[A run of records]
━━━━━━
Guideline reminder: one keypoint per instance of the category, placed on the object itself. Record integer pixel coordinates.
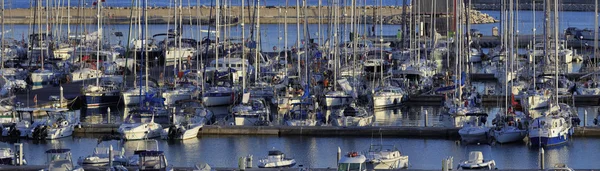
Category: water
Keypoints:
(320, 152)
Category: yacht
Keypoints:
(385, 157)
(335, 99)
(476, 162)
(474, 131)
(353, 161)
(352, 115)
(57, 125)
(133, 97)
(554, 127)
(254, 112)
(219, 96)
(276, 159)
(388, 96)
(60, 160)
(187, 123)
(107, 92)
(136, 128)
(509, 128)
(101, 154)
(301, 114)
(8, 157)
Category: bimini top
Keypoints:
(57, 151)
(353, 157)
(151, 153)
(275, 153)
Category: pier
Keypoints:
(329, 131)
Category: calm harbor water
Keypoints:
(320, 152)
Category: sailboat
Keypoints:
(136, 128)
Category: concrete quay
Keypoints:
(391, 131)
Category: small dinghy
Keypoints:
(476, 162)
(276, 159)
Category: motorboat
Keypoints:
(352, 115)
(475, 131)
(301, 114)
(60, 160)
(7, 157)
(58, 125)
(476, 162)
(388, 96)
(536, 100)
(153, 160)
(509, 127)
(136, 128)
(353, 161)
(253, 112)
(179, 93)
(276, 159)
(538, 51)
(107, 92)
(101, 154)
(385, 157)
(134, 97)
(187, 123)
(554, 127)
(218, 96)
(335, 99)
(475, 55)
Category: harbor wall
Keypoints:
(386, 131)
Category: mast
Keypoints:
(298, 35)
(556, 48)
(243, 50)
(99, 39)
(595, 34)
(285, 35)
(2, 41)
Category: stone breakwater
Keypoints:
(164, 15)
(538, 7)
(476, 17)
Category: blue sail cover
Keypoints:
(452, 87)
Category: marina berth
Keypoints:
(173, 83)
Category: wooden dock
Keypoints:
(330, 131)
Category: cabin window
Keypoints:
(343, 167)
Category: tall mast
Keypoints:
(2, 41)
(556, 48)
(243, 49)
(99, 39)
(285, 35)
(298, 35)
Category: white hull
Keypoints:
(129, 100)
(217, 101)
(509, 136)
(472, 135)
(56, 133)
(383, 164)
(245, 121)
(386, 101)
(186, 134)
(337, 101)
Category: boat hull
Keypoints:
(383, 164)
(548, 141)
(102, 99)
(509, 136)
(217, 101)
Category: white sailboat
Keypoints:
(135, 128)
━━━━━━
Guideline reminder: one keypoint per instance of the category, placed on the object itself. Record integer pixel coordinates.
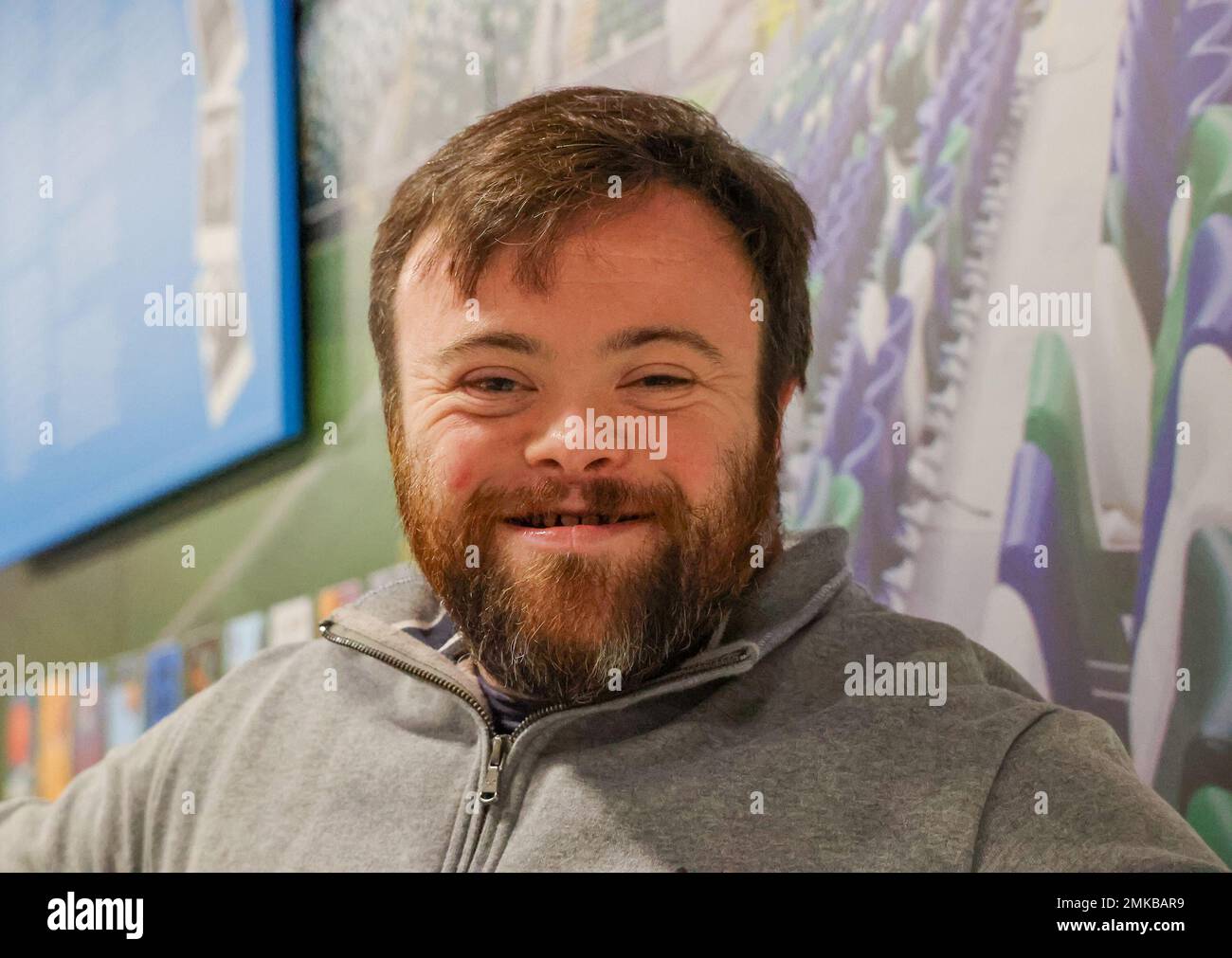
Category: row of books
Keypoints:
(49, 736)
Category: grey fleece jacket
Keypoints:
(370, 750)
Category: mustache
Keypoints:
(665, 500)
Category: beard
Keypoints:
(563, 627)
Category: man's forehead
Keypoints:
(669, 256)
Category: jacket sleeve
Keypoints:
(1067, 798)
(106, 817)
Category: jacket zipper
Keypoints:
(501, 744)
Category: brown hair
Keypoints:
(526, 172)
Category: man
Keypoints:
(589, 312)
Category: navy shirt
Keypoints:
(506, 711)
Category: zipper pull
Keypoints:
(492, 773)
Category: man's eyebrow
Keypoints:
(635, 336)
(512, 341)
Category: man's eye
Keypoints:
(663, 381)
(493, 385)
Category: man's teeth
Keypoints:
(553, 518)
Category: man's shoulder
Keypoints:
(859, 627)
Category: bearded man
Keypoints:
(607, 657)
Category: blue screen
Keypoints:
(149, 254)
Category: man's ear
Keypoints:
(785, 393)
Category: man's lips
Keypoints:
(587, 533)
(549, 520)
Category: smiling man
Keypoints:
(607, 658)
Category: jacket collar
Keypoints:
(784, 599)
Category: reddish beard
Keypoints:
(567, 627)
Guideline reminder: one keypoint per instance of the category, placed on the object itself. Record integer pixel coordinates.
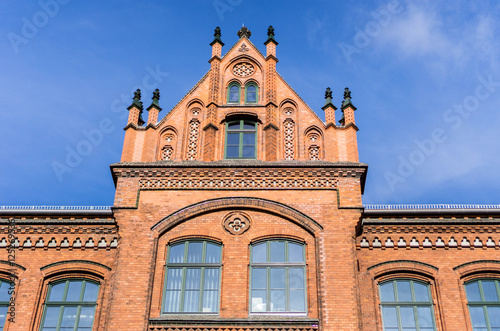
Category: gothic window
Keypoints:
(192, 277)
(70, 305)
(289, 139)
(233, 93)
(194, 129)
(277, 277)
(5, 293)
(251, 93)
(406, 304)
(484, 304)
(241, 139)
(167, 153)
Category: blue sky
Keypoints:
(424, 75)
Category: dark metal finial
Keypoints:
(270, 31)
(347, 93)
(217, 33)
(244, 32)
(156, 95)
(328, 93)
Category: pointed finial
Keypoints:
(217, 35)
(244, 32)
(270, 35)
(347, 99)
━━━━━━
TASK PROMPT:
Collect every line of the material above that contains the word "blue", and list those lines.

EXERCISE ANSWER:
Category: blue sail cover
Category: blue screen
Category: blue sky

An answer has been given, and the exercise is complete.